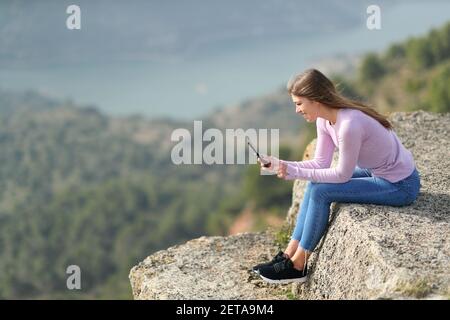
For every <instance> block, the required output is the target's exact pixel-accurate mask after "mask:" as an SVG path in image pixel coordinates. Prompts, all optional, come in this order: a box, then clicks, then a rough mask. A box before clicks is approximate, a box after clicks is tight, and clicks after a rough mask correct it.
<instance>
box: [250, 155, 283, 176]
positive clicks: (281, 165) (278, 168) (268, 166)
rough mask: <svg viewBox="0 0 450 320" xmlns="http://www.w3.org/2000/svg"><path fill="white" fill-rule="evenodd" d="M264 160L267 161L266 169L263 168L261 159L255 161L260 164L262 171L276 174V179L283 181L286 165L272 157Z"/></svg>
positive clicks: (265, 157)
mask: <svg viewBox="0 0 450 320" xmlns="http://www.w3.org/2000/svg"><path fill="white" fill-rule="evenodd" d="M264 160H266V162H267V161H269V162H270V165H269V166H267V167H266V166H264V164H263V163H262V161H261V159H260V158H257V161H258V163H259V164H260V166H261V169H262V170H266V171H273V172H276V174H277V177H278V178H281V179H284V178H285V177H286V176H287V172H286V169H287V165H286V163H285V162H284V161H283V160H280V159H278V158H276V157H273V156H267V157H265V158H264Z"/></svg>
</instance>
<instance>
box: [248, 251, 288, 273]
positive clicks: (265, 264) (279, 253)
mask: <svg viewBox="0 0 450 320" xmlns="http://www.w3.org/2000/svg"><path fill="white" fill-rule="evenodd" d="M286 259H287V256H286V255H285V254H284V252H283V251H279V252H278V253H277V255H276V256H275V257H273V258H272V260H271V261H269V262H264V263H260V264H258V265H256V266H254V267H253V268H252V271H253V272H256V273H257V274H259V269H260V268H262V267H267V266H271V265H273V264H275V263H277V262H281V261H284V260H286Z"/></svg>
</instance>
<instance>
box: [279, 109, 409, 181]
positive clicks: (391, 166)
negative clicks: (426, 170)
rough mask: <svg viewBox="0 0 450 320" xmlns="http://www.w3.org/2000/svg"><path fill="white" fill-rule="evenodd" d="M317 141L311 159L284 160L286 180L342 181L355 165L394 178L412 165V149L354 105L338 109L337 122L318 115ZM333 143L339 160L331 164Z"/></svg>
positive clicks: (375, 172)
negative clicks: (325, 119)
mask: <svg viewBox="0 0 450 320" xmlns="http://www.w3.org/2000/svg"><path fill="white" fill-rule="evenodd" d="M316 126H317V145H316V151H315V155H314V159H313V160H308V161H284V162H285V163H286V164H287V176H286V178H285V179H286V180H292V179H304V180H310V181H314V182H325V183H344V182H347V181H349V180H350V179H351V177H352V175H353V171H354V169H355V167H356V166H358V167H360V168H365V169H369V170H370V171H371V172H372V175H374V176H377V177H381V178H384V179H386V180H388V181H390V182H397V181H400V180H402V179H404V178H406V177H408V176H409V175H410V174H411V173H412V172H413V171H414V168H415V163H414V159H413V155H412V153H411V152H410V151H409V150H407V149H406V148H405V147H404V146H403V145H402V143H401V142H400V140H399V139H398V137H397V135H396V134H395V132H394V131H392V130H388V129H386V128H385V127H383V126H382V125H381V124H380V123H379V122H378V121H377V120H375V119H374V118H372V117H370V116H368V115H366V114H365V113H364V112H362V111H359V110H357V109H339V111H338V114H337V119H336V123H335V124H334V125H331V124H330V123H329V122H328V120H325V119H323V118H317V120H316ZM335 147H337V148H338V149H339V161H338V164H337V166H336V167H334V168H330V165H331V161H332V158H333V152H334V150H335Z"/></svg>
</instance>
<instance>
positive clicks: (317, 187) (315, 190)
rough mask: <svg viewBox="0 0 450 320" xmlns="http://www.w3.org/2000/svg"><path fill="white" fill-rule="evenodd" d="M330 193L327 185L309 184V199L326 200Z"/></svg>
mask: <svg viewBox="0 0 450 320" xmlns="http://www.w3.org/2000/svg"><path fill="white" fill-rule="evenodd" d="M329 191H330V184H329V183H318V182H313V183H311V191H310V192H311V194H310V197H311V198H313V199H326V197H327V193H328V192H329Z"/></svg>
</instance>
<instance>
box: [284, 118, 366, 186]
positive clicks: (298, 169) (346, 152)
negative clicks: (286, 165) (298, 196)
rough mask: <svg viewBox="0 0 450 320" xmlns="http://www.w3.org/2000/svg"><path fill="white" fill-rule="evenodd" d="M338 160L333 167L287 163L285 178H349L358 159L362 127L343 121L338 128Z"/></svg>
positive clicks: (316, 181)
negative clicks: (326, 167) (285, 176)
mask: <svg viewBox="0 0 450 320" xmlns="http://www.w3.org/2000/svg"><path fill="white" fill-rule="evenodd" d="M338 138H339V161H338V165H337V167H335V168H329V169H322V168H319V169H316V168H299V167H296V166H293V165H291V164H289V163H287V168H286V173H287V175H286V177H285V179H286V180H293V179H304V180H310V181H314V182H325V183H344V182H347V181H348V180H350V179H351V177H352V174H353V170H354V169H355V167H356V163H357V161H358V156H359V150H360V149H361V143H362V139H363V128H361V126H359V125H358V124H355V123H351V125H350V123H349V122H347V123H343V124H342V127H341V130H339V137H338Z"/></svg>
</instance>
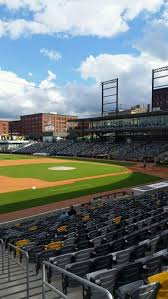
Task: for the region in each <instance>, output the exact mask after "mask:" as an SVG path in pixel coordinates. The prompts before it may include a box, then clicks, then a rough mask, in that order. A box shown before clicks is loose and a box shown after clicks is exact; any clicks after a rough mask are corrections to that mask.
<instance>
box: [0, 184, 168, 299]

* * * * * * *

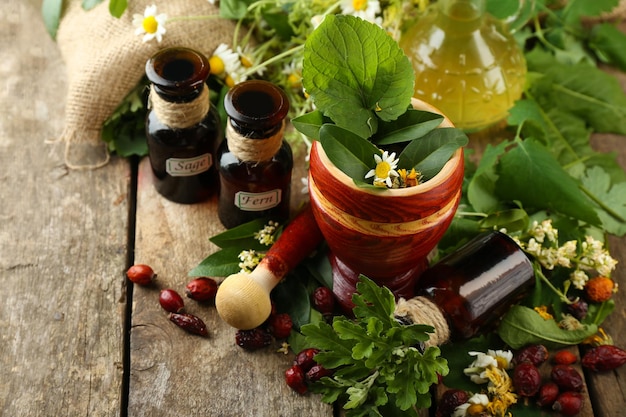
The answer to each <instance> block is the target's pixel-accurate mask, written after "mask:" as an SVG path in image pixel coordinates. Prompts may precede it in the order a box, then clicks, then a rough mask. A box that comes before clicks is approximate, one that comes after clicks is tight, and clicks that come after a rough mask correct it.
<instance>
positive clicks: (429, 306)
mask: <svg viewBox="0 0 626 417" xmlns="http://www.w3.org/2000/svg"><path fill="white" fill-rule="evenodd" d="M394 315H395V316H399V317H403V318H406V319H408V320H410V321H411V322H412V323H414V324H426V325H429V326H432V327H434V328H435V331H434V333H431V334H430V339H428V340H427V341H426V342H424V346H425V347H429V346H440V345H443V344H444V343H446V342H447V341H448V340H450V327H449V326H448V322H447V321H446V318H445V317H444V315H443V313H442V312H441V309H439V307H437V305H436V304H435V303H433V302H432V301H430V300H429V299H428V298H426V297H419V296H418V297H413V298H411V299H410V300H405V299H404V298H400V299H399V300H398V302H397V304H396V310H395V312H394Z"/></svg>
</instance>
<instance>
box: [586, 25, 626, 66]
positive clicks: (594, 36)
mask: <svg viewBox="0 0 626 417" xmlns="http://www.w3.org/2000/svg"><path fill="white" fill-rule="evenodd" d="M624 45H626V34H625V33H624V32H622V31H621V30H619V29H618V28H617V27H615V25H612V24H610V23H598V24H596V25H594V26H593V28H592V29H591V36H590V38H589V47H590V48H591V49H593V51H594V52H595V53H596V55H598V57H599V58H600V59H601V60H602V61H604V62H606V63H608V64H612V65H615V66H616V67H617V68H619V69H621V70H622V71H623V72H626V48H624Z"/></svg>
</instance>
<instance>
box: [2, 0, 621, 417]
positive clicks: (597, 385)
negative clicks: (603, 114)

* * * * * * *

• _Instructions to follow_
Will you return exactly the lines above from the one with "193L327 185L309 184V199L326" down to the one with "positive clicks: (316, 181)", counting both as part of the range?

• _Exercise output_
rough mask: <svg viewBox="0 0 450 320" xmlns="http://www.w3.org/2000/svg"><path fill="white" fill-rule="evenodd" d="M330 193L327 185L309 184V199L326 200Z"/></svg>
mask: <svg viewBox="0 0 450 320" xmlns="http://www.w3.org/2000/svg"><path fill="white" fill-rule="evenodd" d="M329 191H330V184H329V183H318V182H313V183H311V191H310V192H311V194H310V197H311V198H313V199H326V197H327V193H328V192H329Z"/></svg>
</instance>
<instance>
box: [284, 118, 366, 186]
positive clicks: (298, 169) (346, 152)
negative clicks: (286, 165) (298, 196)
rough mask: <svg viewBox="0 0 450 320" xmlns="http://www.w3.org/2000/svg"><path fill="white" fill-rule="evenodd" d="M338 160L333 167L287 163L285 178H349L358 159L362 127L343 121L338 128Z"/></svg>
positive clicks: (316, 181)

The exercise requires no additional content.